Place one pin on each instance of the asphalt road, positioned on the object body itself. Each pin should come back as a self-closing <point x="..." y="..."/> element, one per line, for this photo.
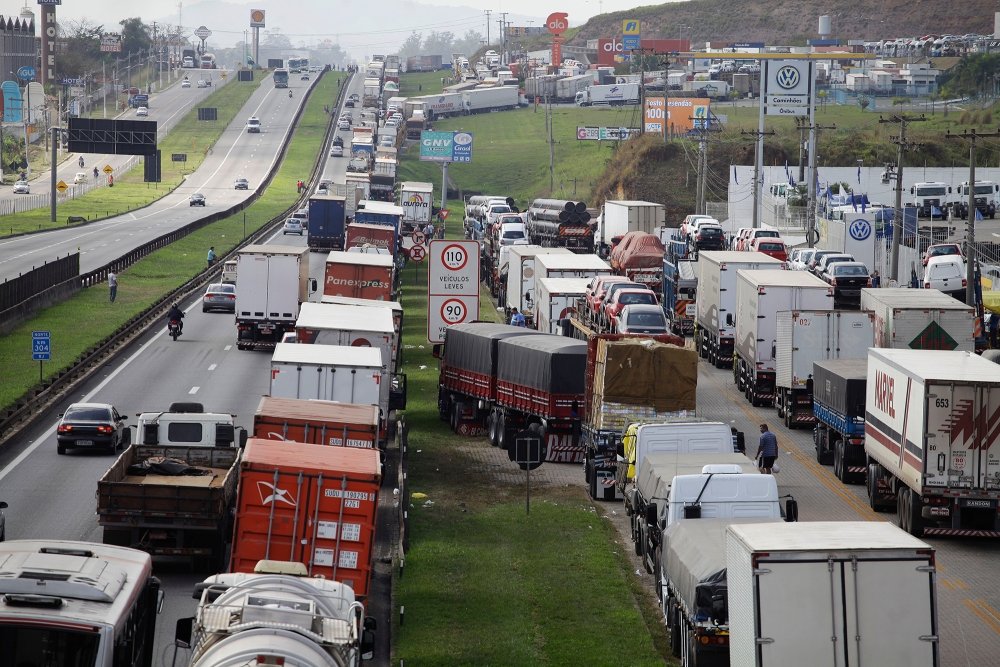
<point x="236" y="154"/>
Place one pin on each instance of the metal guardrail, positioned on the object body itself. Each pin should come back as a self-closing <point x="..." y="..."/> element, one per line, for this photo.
<point x="25" y="409"/>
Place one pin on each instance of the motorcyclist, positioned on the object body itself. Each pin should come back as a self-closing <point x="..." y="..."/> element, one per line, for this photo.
<point x="176" y="314"/>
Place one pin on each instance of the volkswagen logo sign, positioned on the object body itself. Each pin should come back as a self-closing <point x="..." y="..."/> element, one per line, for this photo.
<point x="787" y="77"/>
<point x="860" y="229"/>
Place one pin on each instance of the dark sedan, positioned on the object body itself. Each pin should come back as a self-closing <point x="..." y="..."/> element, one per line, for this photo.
<point x="92" y="426"/>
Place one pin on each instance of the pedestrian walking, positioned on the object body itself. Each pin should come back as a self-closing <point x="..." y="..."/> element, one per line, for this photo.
<point x="767" y="450"/>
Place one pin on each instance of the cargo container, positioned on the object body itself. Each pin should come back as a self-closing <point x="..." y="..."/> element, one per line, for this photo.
<point x="273" y="282"/>
<point x="930" y="426"/>
<point x="716" y="305"/>
<point x="829" y="594"/>
<point x="308" y="504"/>
<point x="317" y="422"/>
<point x="360" y="275"/>
<point x="557" y="299"/>
<point x="923" y="319"/>
<point x="327" y="217"/>
<point x="760" y="296"/>
<point x="805" y="337"/>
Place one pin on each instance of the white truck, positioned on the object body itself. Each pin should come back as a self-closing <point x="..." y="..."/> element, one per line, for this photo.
<point x="273" y="283"/>
<point x="808" y="336"/>
<point x="715" y="322"/>
<point x="925" y="319"/>
<point x="277" y="615"/>
<point x="614" y="94"/>
<point x="417" y="200"/>
<point x="829" y="594"/>
<point x="760" y="296"/>
<point x="622" y="216"/>
<point x="557" y="298"/>
<point x="521" y="276"/>
<point x="930" y="425"/>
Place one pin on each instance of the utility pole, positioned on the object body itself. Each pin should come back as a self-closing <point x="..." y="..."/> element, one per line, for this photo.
<point x="970" y="224"/>
<point x="902" y="146"/>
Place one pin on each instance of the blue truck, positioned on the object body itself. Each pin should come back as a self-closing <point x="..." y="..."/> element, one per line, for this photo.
<point x="839" y="387"/>
<point x="327" y="222"/>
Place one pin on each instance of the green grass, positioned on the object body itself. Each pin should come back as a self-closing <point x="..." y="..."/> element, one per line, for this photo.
<point x="190" y="136"/>
<point x="83" y="320"/>
<point x="510" y="153"/>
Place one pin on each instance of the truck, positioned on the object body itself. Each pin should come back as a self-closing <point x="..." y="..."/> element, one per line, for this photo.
<point x="839" y="387"/>
<point x="929" y="427"/>
<point x="521" y="281"/>
<point x="170" y="493"/>
<point x="623" y="216"/>
<point x="845" y="577"/>
<point x="616" y="94"/>
<point x="715" y="333"/>
<point x="417" y="200"/>
<point x="557" y="299"/>
<point x="678" y="293"/>
<point x="924" y="319"/>
<point x="327" y="219"/>
<point x="360" y="275"/>
<point x="760" y="296"/>
<point x="987" y="198"/>
<point x="317" y="422"/>
<point x="273" y="283"/>
<point x="327" y="520"/>
<point x="805" y="337"/>
<point x="267" y="617"/>
<point x="560" y="223"/>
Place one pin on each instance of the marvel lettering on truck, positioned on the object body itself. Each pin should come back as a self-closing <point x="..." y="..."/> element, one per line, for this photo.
<point x="273" y="283"/>
<point x="930" y="421"/>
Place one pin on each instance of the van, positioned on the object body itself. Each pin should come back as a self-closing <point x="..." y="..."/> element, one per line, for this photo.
<point x="947" y="274"/>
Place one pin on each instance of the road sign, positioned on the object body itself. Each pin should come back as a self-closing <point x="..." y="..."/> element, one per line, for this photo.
<point x="41" y="346"/>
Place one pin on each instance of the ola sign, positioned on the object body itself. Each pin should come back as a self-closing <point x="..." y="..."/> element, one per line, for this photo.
<point x="557" y="23"/>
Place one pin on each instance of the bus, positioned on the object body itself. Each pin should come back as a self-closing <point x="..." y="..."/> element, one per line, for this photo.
<point x="77" y="603"/>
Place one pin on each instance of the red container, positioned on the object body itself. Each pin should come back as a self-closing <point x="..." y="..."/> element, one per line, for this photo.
<point x="364" y="233"/>
<point x="316" y="422"/>
<point x="360" y="275"/>
<point x="294" y="496"/>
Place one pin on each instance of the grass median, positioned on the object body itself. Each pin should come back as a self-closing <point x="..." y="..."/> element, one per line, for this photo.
<point x="190" y="137"/>
<point x="88" y="317"/>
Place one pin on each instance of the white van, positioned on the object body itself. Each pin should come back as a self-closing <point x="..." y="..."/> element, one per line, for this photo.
<point x="947" y="274"/>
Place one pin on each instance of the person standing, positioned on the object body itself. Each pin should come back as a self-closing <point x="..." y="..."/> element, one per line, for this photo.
<point x="767" y="450"/>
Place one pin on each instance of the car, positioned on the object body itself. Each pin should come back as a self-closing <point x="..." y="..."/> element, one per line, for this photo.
<point x="847" y="279"/>
<point x="941" y="250"/>
<point x="219" y="296"/>
<point x="642" y="318"/>
<point x="91" y="426"/>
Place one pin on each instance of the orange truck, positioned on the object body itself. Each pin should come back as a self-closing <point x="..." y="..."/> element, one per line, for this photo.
<point x="317" y="422"/>
<point x="309" y="504"/>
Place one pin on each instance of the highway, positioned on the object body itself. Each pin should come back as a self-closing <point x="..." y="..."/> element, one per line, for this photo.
<point x="236" y="154"/>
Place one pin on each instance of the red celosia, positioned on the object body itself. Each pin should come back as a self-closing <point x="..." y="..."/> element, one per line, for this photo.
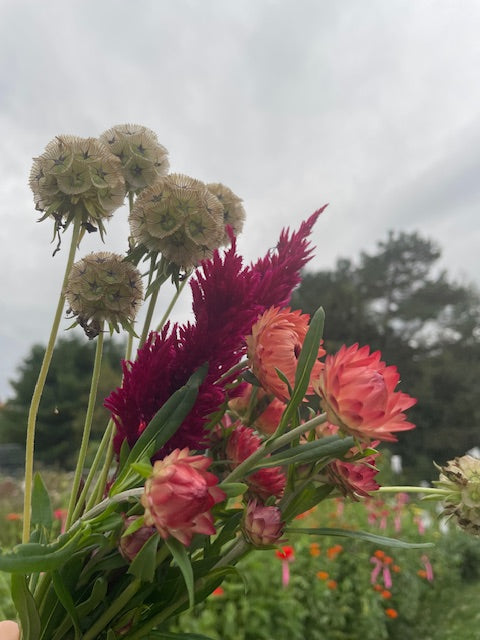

------------------------------------------------------------

• **Stated problem**: Show every line of the listing above that contains the word "container".

• **Written solution**:
Place one pin on each instance of the cargo container, positioned on the object body itself. Each pin should come back as a self-closing <point x="..." y="..."/> element, one per line, for this photo.
Place one pin on each instance of the red container, positioned on the object body itself. Each pin should come back as a self-closing <point x="..." y="..."/> element, one per line, for this photo.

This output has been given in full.